My First Love
Widya Setianingsih
Seorang
ayah adalah pahlawan yang sangat berjasa dalam keluarga. Seorang pejuang
tangguh yang merelakan seluruh hidupnya mengabdi demi keluarga. Bagi lima anak perempuan
seperti kami, sosok ayah bagai super hero. Super hero yang selalu ada disaat
anaknya menangis sedih, atau sekedar memeluk bahunya untuk berbagi kebahagiaan
saat mendapat nilai seratus dari guru. Itulah sosok ayah. Begitupun dengan
ayahku, rela berpeluh demi membahagiakan kelima putri dan istrinya tercinta.
Bagiku seorang lelaki yang hebat dalam hidup ku adalah ayah. Dan ayah yang
hebat adalah ayah yang mencintai istri dan anak-anaknya.
Masih terkenang
hingga saat ini, setiap hari Minggu ayah selalu mengajak kami mengunjungi
tempat-tempat rekreasi. Kehidupan kami saat kecil cukup berada. Ayah bekerja
sebagai pemborong bangunan. Istilah saat ini tepatnya kontraktor. Ayah
bekerjasama dengan berbagai pihak untuk membangun tempat-tempat umum. Misalnya
membangun bendungan (dulu Bendungan Ir Sutami), rumah sakit, sekolah. Disamping
itu juga memasok bahan-bahan bangunan seperti pasir, gamping (kapur), kayu,
semen dan sebagainya. Belum lagi toko bangunan ayah ada di beberapa tempat. Masih tergambar di
ingatan masa kecilku. Hampir setiap Minggu kami pergi ke tempat-tempat
rekreasi. Di album foto lama kutemukan gambar saat kami pergi ke taman rekreasi
Sengkaling, Selekta dan Songgoriti. Tak bisa dihitung bilangan tangan kami
makan di restoran. Apalagi hobi ayah adalah makan enak.

* Kumpulan Data *
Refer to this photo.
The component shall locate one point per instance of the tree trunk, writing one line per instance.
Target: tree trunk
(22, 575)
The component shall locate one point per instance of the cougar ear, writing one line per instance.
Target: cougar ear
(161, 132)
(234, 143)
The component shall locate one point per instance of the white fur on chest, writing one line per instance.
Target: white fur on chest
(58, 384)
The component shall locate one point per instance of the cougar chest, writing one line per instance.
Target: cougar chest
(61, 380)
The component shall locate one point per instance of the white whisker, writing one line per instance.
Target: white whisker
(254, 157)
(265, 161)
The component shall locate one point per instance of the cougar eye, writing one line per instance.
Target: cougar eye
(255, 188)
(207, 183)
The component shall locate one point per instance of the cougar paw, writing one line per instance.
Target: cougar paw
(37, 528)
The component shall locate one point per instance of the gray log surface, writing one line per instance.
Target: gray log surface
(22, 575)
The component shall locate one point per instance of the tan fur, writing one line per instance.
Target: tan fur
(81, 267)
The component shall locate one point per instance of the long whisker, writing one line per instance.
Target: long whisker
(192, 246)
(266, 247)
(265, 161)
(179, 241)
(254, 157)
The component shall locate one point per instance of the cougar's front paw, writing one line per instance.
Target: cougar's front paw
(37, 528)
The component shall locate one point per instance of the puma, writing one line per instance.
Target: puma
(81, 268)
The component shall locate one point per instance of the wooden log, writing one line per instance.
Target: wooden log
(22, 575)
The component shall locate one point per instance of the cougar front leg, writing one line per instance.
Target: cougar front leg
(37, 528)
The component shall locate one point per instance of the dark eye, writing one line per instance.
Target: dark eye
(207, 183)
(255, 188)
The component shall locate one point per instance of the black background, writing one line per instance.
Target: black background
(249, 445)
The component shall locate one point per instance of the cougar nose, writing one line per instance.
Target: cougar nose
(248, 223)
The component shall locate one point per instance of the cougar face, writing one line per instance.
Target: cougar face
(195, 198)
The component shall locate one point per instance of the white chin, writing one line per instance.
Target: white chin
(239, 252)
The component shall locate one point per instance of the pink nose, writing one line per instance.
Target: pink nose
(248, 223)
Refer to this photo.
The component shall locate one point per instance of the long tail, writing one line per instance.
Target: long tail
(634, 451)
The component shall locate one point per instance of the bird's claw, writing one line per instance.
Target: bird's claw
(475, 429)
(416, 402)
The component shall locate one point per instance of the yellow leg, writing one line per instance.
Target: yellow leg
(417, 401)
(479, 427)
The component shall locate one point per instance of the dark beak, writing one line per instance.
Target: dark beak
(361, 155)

* Ketentuan Tugas *
Salin persis bagian tulisan tentang ayah di atas, mulai dari "Masih terkenang" sampai "adalah makan enak.", termasuk kedua batas tersebut.

* Jawaban Lengkap *
Masih terkenang
hingga saat ini, setiap hari Minggu ayah selalu mengajak kami mengunjungi
tempat-tempat rekreasi. Kehidupan kami saat kecil cukup berada. Ayah bekerja
sebagai pemborong bangunan. Istilah saat ini tepatnya kontraktor. Ayah
bekerjasama dengan berbagai pihak untuk membangun tempat-tempat umum. Misalnya
membangun bendungan (dulu Bendungan Ir Sutami), rumah sakit, sekolah. Disamping
itu juga memasok bahan-bahan bangunan seperti pasir, gamping (kapur), kayu,
semen dan sebagainya. Belum lagi toko bangunan ayah ada di beberapa tempat. Masih tergambar di
ingatan masa kecilku. Hampir setiap Minggu kami pergi ke tempat-tempat
rekreasi. Di album foto lama kutemukan gambar saat kami pergi ke taman rekreasi
Sengkaling, Selekta dan Songgoriti. Tak bisa dihitung bilangan tangan kami
makan di restoran. Apalagi hobi ayah adalah makan enak.